**WORK REQUIRED:** Rewrite the data below from the line containing "[segment] sandy track" through the line containing "Mark the region of every instance of the sandy", inclusive, replacing "sandy track" with "dirt path" and changing nothing else. Return only those lines, without the picture.

********

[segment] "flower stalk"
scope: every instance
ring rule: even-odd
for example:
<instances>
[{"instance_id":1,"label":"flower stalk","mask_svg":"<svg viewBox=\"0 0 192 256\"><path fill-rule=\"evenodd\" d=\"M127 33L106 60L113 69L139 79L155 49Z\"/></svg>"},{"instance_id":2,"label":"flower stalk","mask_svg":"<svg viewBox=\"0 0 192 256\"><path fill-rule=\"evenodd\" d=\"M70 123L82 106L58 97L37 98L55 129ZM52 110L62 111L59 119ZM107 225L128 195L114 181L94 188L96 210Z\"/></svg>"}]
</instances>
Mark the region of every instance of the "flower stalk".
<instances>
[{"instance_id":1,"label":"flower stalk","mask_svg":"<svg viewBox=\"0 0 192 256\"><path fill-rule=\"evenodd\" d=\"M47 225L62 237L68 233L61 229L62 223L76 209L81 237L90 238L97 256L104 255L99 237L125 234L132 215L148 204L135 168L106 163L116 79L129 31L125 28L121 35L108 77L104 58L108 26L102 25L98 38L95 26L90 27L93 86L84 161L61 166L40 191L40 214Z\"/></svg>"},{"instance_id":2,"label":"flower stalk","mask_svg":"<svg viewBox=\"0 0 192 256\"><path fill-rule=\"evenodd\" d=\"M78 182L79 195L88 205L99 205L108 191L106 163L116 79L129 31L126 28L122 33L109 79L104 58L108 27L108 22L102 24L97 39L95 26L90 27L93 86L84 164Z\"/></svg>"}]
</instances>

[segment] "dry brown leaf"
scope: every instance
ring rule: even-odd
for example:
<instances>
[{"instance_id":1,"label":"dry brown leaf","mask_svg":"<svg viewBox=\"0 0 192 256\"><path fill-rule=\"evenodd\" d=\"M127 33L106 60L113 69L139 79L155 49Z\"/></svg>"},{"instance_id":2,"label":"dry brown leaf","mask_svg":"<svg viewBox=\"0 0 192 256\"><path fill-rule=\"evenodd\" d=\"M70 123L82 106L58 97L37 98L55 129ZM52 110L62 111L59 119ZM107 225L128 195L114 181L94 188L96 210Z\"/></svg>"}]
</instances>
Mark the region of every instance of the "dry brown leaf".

********

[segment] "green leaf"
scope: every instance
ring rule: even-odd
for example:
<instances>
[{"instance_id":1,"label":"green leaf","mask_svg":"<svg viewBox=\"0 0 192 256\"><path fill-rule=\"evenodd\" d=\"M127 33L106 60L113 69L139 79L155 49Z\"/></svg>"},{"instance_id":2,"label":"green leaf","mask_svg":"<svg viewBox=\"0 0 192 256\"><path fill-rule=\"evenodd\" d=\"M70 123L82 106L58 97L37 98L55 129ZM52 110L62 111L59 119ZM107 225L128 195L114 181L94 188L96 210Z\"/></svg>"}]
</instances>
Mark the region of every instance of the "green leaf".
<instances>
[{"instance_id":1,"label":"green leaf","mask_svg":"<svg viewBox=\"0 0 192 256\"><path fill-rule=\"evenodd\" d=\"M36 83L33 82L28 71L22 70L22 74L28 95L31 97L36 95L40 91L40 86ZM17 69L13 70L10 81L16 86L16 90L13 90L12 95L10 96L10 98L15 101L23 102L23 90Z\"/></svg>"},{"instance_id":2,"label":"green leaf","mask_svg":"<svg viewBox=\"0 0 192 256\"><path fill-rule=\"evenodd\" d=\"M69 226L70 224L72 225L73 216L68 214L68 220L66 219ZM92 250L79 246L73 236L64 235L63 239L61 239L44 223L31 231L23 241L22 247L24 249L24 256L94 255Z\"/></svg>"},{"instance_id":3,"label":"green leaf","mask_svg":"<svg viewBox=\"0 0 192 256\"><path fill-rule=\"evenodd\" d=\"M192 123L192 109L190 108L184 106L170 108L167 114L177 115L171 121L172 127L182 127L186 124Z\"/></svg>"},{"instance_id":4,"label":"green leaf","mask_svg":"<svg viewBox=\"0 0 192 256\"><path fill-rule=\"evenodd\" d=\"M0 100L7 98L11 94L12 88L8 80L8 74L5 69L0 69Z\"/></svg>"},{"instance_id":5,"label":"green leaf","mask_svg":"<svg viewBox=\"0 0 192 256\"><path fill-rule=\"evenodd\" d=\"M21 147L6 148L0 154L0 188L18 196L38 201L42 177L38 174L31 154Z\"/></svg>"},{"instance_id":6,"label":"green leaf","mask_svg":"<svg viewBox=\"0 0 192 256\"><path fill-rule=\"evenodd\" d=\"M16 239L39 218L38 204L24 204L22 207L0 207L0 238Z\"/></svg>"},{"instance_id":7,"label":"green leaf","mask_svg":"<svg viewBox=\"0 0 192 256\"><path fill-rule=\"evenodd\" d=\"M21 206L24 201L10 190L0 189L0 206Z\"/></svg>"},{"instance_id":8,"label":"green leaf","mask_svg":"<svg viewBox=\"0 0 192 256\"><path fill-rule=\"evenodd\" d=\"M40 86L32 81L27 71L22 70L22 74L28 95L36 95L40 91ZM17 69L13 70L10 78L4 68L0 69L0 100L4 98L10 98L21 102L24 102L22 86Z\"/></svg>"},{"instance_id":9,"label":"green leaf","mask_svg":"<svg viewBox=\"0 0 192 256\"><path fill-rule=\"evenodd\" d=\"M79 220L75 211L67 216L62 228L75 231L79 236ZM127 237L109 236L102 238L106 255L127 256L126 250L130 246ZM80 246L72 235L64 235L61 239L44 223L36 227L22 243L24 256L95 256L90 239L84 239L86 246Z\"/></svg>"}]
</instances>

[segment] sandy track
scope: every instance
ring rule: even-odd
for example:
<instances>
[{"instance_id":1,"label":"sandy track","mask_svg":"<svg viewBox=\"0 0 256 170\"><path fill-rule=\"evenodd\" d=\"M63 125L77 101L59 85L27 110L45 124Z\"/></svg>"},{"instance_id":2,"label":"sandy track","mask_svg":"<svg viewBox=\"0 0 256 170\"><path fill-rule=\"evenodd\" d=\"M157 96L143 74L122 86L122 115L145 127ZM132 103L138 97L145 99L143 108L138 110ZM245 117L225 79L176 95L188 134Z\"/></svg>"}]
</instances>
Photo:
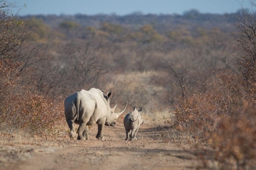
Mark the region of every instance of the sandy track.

********

**EXERCISE RESULT:**
[segment] dirt path
scope: every instance
ring rule: even-odd
for example:
<instances>
[{"instance_id":1,"label":"dirt path","mask_svg":"<svg viewBox=\"0 0 256 170\"><path fill-rule=\"evenodd\" d=\"M63 125L77 101L59 85L27 110L45 124Z\"/></svg>"},{"instance_id":2,"label":"dirt path","mask_svg":"<svg viewBox=\"0 0 256 170\"><path fill-rule=\"evenodd\" d=\"M157 96L143 74L122 86L122 115L145 127ZM132 103L138 97L145 99L143 108L138 110ZM245 117L225 79L176 95L188 134Z\"/></svg>"}]
</instances>
Photo:
Mark the region of every instance of the dirt path.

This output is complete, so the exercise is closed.